Start of WORKING DATA

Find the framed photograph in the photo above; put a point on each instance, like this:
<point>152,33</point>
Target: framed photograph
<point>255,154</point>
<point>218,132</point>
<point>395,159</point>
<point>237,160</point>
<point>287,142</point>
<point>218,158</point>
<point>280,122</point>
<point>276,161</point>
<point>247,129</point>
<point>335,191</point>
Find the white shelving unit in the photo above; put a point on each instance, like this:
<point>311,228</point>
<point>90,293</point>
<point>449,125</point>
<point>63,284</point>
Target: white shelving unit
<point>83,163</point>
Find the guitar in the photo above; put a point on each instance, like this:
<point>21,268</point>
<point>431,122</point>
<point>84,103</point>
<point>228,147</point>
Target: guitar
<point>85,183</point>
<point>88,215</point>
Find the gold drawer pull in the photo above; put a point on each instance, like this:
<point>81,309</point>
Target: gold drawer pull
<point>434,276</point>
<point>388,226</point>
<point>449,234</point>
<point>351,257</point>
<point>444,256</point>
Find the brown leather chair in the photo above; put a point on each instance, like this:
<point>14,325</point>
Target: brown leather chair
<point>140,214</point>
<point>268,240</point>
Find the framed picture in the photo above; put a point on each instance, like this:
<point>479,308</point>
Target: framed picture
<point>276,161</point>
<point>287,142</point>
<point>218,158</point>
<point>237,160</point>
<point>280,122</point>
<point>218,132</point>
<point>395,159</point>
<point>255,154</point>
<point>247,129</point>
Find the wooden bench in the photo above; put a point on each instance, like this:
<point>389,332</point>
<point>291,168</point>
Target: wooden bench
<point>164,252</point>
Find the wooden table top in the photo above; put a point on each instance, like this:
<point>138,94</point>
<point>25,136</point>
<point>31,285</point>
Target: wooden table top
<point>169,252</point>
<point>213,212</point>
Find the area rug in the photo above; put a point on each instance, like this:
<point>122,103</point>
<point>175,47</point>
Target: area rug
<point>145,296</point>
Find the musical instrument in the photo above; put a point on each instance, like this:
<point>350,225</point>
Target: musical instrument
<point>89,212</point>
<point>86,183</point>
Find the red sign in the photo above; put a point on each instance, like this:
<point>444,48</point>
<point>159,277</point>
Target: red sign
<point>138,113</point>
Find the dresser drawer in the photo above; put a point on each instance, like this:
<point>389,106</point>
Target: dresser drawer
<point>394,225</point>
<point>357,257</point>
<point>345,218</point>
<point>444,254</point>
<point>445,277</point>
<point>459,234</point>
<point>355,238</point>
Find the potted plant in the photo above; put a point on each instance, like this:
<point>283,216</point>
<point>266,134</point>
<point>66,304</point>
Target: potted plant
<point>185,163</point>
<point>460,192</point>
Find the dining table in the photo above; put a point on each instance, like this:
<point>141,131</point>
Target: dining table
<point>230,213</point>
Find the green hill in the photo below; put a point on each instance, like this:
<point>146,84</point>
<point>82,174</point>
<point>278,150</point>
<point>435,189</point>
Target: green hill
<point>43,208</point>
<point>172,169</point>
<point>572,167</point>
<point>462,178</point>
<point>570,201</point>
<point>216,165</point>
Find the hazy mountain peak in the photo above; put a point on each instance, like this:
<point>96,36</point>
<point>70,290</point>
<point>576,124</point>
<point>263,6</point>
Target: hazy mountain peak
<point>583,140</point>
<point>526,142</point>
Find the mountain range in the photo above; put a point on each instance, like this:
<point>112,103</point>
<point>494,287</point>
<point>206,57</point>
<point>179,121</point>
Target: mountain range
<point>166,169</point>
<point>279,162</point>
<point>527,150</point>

End of WORKING DATA

From the line holding "Target: hazy mountain peak" to the last line of the entries above, restate each line exactly; include both ends and omit everything else.

Target: hazy mountain peak
<point>583,140</point>
<point>526,142</point>
Find the mountain range in the photo above; put a point on each instance, like this:
<point>112,103</point>
<point>494,287</point>
<point>206,57</point>
<point>179,121</point>
Target: mountain range
<point>166,169</point>
<point>279,162</point>
<point>527,150</point>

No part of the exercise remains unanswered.